-- BEGIN SOURCE RECORDS --
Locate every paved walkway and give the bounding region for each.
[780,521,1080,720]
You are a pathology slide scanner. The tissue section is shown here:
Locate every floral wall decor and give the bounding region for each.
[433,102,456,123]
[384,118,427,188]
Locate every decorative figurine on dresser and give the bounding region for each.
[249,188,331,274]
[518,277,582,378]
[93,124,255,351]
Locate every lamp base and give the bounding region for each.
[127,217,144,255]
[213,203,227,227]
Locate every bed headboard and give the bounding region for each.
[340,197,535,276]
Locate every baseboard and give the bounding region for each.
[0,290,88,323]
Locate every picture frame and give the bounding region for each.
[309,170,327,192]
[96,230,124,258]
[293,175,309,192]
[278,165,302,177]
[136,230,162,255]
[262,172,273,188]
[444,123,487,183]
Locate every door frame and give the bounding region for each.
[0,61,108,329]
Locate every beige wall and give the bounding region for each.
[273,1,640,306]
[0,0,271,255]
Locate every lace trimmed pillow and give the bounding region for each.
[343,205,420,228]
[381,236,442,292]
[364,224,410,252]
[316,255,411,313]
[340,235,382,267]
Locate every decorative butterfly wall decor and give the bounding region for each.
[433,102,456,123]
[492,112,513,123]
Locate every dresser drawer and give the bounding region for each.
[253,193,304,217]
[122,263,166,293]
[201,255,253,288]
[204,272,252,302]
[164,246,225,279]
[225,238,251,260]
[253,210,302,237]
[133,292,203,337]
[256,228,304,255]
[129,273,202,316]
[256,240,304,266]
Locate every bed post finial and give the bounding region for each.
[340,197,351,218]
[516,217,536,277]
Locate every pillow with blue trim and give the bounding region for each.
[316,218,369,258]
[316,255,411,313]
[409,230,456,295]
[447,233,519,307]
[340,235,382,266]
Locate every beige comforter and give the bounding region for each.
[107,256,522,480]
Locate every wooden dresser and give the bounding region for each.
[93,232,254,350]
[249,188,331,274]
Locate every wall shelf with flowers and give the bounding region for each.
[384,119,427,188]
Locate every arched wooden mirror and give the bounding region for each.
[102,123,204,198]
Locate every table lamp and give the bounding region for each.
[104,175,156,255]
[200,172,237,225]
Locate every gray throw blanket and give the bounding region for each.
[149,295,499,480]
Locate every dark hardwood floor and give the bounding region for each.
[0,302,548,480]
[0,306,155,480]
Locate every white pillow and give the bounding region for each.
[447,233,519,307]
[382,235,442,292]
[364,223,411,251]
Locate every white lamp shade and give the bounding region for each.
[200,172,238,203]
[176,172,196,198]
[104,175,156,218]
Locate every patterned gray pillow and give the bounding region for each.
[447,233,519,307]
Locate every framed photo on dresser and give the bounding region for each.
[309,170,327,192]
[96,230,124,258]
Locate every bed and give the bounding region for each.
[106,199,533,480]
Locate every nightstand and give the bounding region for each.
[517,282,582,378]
-- END SOURCE RECORDS --
> YOUR OBJECTIVE: Format the data as a JSON list of strings, one string per line. Begin with the first line of the data, stop after the line that contains "[0,290,88,323]", and leave out any blank lines.

> TASK SOLUTION:
[
  "Locate every paved walkway and give the bounding region for each.",
  "[780,521,1080,720]",
  "You are a pathology slide scanner. The tissue section is shown here:",
  "Locate every floral wall decor and give the bounding region for each.",
  "[433,102,456,123]",
  "[384,118,427,188]",
  "Locate every decorative figurine on dresser and give the bounding region for each.",
  "[249,188,331,274]",
  "[518,277,582,378]",
  "[93,124,255,351]",
  "Locate every lamp base and give the bounding region for each.",
  "[127,217,144,255]",
  "[213,203,227,227]",
  "Locate every bed headboard and give the bounding region for each.",
  "[340,197,535,276]",
  "Locate every baseboard and give the bounding region for each.",
  "[0,290,88,323]"
]